Video Transcript
In this video, we will learn how to
work out the median and upper and lower quartiles of a data set. The quartiles allow us to split a
data set into quarters such that 25 percent of the data set lie in a particular
quarter. We will begin by defining the
median, lower quartile, and upper quartile and look at how we can calculate these
for a small data set. Once we’ve done this, we will look
at some more complicated problems in context.
The median or second quartile marks
the middle of a data set. This means that 50 percent of our
data is below the median and 50 percent is above the median. The lower quartile or first
quartile marks the center of the bottom half of a data set. This means that 25 percent of the
data is below the lower quartile and 75 percent is above it.
The upper quartile or third
quartile marks the center of the top half of a data set. This means that 25 percent of the
data is above the upper quartile, whereas 75 percent is below it. The lower quartile, median, and
upper quartile are sometimes referred to as Q one, Q two, and Q three,
respectively.
We will now look at how we can
calculate the median and quartiles from a small data set. We will begin by looking at an odd
number of pieces of data.
Determine the median and quartiles
of these values. 10, 17, 21, 25, 29, 32, and 37.
We notice that our values are
already in ascending order. If this was not the case, we would
need to arrange them in this way first. There are seven pieces of data
here. And we know that the median is the
middle value. One way of calculating the median
is to cross off values from either end. Firstly, we cross off 10 and
37. Next, we would cross off 17 and
32. Finally, we would cross off 21 and
29. This leaves us with a median value
of 25. The fourth number in the list is
the median.

* **Supplied data**
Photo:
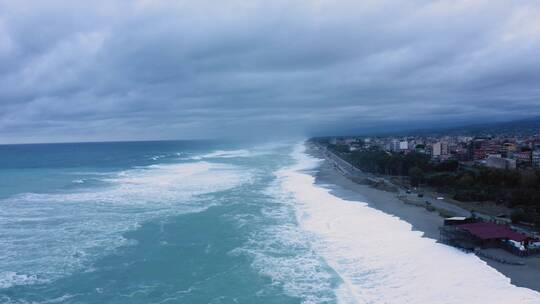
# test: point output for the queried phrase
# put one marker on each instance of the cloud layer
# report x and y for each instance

* **Directives**
- A) Answer these questions from the quartiles transcript, each on its own line.
(i) What percentage of the data lies above the lower quartile?
(ii) What labels are sometimes used for the lower quartile, median, and upper quartile?
(iii) In the worked example, which two values are crossed off first?
- B) Please copy the quartiles transcript word for word, starting with "The median or" and going on through "is above it.".

* **Task results**
- A)
(i) 75 percent
(ii) Q one, Q two, and Q three, respectively
(iii) 10 and 37

- B)
The median or second quartile marks
the middle of a data set. This means that 50 percent of our
data is below the median and 50 percent is above the median. The lower quartile or first
quartile marks the center of the bottom half of a data set. This means that 25 percent of the
data is below the lower quartile and 75 percent is above it.